COMPITO SCRITTO >>
Riscrivi le righe a partire da quella che contiene "Where can the hillside" fino a quella che contiene "[[59, 48], [108, 49], [58, 60]]", entrambe incluse, sostituendo "vineyard" con "orchard" e lasciando invariato tutto il resto.

··· DATI ESTRATTI

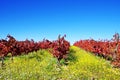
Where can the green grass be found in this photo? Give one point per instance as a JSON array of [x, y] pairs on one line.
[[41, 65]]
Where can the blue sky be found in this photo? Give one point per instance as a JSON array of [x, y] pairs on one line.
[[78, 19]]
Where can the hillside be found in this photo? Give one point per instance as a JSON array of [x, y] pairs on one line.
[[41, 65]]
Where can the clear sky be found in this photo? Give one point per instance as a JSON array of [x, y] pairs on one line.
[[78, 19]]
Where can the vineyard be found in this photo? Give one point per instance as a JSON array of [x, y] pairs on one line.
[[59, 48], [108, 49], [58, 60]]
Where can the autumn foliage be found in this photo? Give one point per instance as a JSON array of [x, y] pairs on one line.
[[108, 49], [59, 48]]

······
··· DATI ESTRATTI

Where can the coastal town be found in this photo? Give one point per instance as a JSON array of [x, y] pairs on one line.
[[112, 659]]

······

RISPOSTA CORRETTA >>
Where can the hillside be found in this photo? Give one point per instance as a JSON array of [x, y] pairs on one line.
[[41, 65]]
Where can the clear sky be found in this photo? Give one point per instance as a JSON array of [x, y] pairs on one line.
[[78, 19]]
Where can the orchard be found in this photo? Give one point per instance as a JSON array of [x, y] pairs on one line.
[[59, 48], [108, 49], [58, 60]]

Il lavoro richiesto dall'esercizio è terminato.